Report every line below that contains the word "person", copying each such line in full.

[Rows from a dataset]
-- Start --
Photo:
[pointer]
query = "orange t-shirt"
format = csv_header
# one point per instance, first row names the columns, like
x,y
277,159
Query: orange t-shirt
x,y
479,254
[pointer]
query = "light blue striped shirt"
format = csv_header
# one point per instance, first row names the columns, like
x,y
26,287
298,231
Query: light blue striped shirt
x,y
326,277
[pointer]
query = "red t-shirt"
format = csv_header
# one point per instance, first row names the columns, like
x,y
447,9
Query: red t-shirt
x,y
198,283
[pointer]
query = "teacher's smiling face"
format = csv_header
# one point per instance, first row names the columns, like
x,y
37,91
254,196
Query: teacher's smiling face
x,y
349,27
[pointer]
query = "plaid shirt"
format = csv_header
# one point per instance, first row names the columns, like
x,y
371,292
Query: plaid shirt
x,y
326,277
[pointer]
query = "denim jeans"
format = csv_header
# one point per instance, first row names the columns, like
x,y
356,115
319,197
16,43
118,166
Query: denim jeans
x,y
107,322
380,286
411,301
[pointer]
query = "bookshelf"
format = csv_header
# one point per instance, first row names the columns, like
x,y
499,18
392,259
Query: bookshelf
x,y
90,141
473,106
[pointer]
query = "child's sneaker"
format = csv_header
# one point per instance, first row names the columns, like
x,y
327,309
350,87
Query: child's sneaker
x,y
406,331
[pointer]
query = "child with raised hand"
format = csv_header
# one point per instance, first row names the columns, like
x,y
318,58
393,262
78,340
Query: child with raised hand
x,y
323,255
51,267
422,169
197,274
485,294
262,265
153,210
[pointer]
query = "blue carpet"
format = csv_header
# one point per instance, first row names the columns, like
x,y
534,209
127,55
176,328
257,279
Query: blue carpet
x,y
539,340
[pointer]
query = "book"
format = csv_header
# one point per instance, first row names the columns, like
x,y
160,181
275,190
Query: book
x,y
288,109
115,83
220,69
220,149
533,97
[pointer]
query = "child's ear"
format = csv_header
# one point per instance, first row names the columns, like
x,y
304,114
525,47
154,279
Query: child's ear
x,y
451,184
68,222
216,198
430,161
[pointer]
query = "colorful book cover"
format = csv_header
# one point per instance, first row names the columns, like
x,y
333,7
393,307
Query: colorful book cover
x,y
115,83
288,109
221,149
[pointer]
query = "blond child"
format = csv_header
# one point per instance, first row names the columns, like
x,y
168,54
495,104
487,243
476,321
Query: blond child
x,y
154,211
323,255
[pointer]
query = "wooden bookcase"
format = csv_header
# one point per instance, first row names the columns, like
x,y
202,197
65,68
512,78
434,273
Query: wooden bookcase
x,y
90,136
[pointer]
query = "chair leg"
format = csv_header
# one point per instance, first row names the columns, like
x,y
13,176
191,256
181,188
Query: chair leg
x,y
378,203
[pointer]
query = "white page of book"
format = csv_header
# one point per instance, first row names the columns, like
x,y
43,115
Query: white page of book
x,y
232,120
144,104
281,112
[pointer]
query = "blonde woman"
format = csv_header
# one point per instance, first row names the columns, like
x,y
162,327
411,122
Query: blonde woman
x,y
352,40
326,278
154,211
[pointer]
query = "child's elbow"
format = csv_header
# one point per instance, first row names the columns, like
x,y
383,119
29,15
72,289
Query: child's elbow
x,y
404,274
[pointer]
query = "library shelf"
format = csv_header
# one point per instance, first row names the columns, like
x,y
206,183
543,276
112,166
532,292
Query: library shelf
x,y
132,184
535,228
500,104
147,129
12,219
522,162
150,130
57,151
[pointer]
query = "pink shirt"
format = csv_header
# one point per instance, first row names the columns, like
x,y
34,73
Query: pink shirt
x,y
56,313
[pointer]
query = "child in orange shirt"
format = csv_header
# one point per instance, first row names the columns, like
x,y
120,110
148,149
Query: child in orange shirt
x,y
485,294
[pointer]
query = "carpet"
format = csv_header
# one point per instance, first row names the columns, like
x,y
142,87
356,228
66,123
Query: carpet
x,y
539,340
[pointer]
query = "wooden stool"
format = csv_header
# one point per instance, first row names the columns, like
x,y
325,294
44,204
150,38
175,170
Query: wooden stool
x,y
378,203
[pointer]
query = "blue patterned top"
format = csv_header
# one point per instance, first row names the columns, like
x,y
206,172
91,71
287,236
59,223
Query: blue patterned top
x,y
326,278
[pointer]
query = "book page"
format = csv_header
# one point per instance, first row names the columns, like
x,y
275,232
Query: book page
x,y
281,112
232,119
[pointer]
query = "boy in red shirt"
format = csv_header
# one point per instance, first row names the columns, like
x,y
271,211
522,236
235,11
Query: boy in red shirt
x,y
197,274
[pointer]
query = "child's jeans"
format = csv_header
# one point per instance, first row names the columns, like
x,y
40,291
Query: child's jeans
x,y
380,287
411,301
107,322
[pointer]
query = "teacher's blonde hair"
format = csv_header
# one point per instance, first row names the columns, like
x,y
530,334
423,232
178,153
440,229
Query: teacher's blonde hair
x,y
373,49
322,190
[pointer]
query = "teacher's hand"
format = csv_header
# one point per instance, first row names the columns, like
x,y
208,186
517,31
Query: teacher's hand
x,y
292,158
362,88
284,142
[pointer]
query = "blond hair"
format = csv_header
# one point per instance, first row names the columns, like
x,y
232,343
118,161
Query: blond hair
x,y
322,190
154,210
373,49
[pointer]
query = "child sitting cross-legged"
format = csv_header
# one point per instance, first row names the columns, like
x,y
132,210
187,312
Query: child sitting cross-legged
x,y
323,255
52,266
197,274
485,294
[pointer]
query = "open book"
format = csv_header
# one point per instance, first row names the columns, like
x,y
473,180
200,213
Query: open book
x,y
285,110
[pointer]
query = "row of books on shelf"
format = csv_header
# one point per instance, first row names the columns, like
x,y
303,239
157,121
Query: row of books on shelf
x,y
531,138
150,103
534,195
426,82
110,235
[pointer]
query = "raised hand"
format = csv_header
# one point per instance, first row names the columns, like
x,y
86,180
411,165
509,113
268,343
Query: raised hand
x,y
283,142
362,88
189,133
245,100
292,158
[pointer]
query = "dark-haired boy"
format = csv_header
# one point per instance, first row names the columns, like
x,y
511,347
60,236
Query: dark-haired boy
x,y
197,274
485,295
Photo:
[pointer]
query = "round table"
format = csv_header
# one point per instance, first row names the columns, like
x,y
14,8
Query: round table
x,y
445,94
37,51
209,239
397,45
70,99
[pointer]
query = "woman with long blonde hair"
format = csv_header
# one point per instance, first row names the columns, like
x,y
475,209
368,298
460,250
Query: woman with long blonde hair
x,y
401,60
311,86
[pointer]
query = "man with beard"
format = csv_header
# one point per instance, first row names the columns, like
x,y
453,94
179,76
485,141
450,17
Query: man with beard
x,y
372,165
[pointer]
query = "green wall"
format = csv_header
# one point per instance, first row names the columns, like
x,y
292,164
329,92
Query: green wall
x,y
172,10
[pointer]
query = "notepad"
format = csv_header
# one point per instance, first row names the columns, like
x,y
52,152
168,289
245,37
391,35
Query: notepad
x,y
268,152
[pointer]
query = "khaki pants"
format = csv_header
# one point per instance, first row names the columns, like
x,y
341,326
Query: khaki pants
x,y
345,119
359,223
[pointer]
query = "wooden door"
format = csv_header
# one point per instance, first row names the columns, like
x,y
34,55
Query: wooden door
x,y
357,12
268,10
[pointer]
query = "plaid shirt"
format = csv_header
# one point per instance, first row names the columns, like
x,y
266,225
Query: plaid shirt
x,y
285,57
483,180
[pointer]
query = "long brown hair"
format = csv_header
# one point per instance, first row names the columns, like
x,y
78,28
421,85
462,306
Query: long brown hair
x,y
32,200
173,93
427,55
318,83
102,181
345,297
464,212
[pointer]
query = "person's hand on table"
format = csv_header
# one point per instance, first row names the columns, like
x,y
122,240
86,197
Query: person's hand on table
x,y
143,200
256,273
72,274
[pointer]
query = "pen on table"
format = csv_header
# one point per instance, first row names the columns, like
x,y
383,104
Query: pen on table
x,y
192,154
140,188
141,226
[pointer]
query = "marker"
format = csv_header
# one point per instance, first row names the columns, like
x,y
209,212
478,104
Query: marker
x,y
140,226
-- End --
- Reply to the exercise
query = "person's hand on table"
Query: person's hand on table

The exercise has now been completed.